Task goal:
Everything in the listing must be transcribed exactly, from the first line to the last.

Records to use:
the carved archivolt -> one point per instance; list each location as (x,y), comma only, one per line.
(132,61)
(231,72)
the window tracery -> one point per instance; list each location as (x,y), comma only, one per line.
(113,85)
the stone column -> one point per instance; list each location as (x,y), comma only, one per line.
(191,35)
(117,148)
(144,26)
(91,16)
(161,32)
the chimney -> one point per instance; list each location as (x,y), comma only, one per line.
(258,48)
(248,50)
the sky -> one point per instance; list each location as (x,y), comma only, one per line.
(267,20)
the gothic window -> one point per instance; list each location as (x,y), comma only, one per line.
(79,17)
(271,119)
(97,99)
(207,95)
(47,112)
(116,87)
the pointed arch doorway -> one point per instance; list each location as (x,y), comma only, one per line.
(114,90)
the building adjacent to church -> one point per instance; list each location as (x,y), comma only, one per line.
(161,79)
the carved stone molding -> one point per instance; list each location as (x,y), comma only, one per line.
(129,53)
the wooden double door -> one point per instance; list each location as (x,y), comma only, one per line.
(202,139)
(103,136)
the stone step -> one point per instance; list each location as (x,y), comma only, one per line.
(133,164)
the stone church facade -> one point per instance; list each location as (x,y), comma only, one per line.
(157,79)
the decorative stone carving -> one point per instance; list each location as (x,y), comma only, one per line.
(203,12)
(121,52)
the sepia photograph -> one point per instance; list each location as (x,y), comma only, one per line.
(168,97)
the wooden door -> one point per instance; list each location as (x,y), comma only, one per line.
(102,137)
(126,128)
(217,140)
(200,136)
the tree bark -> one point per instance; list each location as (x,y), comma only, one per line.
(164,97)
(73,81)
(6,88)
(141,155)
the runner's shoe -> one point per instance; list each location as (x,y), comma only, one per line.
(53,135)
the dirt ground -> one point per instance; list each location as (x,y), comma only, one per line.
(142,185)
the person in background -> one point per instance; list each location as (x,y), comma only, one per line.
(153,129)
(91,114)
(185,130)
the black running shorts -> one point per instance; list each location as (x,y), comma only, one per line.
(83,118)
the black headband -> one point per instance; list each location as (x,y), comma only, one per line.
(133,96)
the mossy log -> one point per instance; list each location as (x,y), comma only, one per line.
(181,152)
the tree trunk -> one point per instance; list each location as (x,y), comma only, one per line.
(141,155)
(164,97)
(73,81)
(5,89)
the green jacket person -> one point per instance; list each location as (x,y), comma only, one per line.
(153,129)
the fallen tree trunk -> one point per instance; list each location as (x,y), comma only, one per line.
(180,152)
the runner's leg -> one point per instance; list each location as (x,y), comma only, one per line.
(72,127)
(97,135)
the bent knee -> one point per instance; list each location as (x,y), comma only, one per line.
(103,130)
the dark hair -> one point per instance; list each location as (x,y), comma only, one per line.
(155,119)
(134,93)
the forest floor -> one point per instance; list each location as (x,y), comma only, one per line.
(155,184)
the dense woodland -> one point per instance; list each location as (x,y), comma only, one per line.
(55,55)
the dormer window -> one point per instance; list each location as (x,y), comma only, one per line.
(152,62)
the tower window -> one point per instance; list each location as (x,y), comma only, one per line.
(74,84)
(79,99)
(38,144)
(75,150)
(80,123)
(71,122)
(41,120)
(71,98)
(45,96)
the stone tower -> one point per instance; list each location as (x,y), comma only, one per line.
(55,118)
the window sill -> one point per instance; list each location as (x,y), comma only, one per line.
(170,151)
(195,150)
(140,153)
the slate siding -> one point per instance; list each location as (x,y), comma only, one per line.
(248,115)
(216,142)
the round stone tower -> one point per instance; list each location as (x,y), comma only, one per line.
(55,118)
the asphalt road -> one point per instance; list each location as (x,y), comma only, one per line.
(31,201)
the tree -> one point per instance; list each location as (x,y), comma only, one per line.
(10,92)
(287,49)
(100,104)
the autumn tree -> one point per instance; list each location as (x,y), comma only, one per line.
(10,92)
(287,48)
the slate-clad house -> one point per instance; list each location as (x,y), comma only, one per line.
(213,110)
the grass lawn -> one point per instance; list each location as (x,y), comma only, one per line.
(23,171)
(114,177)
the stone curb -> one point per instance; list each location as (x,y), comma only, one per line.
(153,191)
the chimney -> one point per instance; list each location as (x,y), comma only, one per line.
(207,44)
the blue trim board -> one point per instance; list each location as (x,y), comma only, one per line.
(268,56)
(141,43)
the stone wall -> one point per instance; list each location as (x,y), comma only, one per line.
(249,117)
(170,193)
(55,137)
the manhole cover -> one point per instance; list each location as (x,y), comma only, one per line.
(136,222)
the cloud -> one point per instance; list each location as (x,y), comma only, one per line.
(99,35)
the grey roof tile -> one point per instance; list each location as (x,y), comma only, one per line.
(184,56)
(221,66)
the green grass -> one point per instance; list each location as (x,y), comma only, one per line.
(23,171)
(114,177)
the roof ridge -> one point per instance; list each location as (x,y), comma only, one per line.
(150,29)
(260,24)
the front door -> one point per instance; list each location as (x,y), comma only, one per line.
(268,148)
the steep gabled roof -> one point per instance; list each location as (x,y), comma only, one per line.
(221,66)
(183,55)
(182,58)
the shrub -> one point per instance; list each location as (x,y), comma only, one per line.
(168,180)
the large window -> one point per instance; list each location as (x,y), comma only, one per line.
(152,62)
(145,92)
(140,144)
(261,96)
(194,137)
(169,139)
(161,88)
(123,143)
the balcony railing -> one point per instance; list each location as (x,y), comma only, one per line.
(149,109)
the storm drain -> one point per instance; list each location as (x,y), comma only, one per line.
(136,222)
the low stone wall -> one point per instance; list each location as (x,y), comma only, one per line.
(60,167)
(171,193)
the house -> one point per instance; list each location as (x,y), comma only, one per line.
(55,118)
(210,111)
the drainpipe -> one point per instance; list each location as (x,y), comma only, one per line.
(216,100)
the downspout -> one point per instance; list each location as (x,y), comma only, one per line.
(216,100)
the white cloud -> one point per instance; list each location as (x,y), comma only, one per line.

Written response:
the carved archivolt -> one point per instance; list each location as (x,y), comma only, one per line.
(132,61)
(231,72)
the window tracery -> one point per instance; list each location as (x,y), comma only, one per line.
(113,85)
the stone column -> one point per instance; list each location as (x,y), comma only, one per line.
(191,35)
(117,148)
(144,26)
(91,16)
(161,32)
the chimney -> one point per instance; list each location as (x,y), comma only, one per line.
(258,48)
(248,50)
the sky -> one point per instance; list each location as (x,y), comma only, one per line.
(267,20)
the gothic window -> one point per instance; list each location as (x,y), comma only, one per line.
(79,17)
(271,119)
(97,99)
(207,95)
(47,112)
(116,87)
the pointed arch doorway -> one point per instance; list each location as (x,y), comma only, one per line.
(114,90)
the building adjacent to church -> one point per instance; list each location as (x,y), comma only, one per line.
(161,79)
the carved stone molding -> one point per instance; list each location as (x,y), comma only, one per line.
(129,53)
the wooden double door -> one point per instance; list each location as (x,y), comma only, one per line.
(202,139)
(103,136)
the stone step -> one point per instance; list each location as (x,y), comma only, one per line.
(133,164)
the stone church facade -> one point per instance; list each location as (x,y), comma only, one per line.
(157,79)
the decorative stone carving -> one point per instance; list each location as (x,y), comma only, one per line.
(203,12)
(121,52)
the sepia photograph -> one point per instance; list each location as (x,y), comma only, one per line.
(168,97)
the wooden door -> one point per instance; list each location as (x,y), comma only, one per line.
(102,137)
(126,128)
(217,140)
(200,136)
the tree bark -> one point per instance; list each location as (x,y), comma only, one per line.
(164,97)
(73,81)
(6,88)
(141,155)
the runner's shoe -> one point per instance; list each location as (x,y), comma only, one per line.
(53,135)
the dirt ground -> one point per instance; list each location as (x,y), comma only, one per line.
(142,185)
the person in background -> one point per instance; list each location as (x,y), comma only, one per line.
(153,129)
(91,114)
(185,130)
the black running shorts -> one point per instance; list each location as (x,y), comma only, one per line.
(83,118)
the black headband -> one point per instance; list each location as (x,y), comma only, one per line.
(133,96)
the mossy log -> one point per instance; list each location as (x,y), comma only, one per line.
(181,152)
the tree trunk -> one point per instance; list each location as (x,y), comma only, one per line.
(141,155)
(164,97)
(73,81)
(5,89)
the green jacket person -> one point per instance; list each location as (x,y), comma only, one per line.
(153,129)
the fallen tree trunk -> one point per instance; list each location as (x,y), comma only, one per line.
(180,152)
the runner's leg -> one point per instance; list each location as (x,y), comma only, one per line.
(72,127)
(97,135)
the bent knee -> one point per instance; list each location as (x,y), comma only, one per line.
(103,130)
the dark hair -> one point per instance; list each location as (x,y), comma only, one per line.
(155,119)
(134,93)
the forest floor -> one point per instance; list each location as (x,y), comma only, one per line.
(155,184)
the dense woodland -> one point per instance; list each location as (x,y), comma only, one per line.
(55,55)
the dormer window -> one point per instance; list each location as (x,y), comma only, one per line.
(152,62)
the tower window -> one point per instance; list each location as (x,y), comma only, one per line.
(74,84)
(79,99)
(38,144)
(75,150)
(80,123)
(71,122)
(41,120)
(71,98)
(45,96)
the stone tower -> one point per instance; list each location as (x,y), comma only, one per line.
(55,118)
the window sill -> one point per instance; list each location as (x,y), comma only, one per line.
(170,151)
(195,150)
(140,153)
the slate siding -> one point per instance; list each location as (x,y), comma only, one per line.
(248,115)
(216,142)
the round stone tower -> one point per instance; list each location as (x,y), comma only, one per line.
(55,118)
the asphalt road -> one point per instance; list each location as (x,y), comma only, one per line.
(31,201)
the tree -> one point per instance; list each location as (x,y), comma only, one per line.
(10,92)
(287,49)
(100,104)
the autumn tree -> one point per instance; list each location as (x,y), comma only, one per line.
(10,92)
(287,48)
the slate-clad house -> one point per instance; list each location as (x,y), comma only, one per line.
(213,110)
the grass lawn -> one point per instance; list each location as (x,y), comma only, one per line.
(23,171)
(114,177)
the stone curb -> one point per instance; list each location as (x,y), comma only, one per line.
(153,191)
the chimney -> one point per instance; list each location as (x,y), comma only, one per line.
(207,44)
the blue trim board -> one point per instance; list each location as (x,y), comma only, one per line.
(268,56)
(141,43)
the stone wall -> one point per instance; list each location as (x,y), comma only, one per line.
(249,117)
(170,193)
(55,137)
the manhole cover -> one point per instance; list each location as (x,y), comma only, one per line.
(136,222)
the cloud -> one point per instance; list each location as (x,y), comma only, one per line.
(99,35)
the grey roof tile -> one point per instance; list each location as (x,y), comma only, one per line.
(184,56)
(221,66)
the green grass -> one point per instance; list each location as (x,y), comma only, one per line.
(23,171)
(114,177)
the roof ridge -> one point per instance; list each location as (x,y), comma only, one per line.
(150,29)
(260,24)
the front door -> one point per instance; list each location as (x,y), comma only, one per line.
(268,148)
the steep gabled roof -> one point per instance; list each location as (x,y), comma only, one per line.
(221,66)
(183,55)
(182,58)
the shrub -> one point per instance; list each location as (x,y), comma only, one per line.
(168,180)
the large window -> one point per instance; list each location as (x,y), comma only, one per line.
(152,62)
(145,92)
(140,144)
(261,96)
(194,137)
(169,139)
(161,88)
(123,143)
the balcony railing -> one point per instance; list each location as (x,y), comma only, one per line.
(149,109)
the storm drain -> one point per instance; list each location as (x,y), comma only, one per line.
(136,222)
the low stone wall -> one point per instance; list each location as (x,y), comma only, one per line.
(60,167)
(171,193)
the house -> one point per instance; list each location as (x,y), comma only, one per line.
(55,118)
(210,111)
the drainpipe -> one point per instance; list each location as (x,y), comma only, one per line.
(216,100)
the downspout -> one point per instance; list each location as (x,y), comma only, one per line.
(216,100)
the white cloud -> one point per instance; list each location as (x,y), comma only, one per line.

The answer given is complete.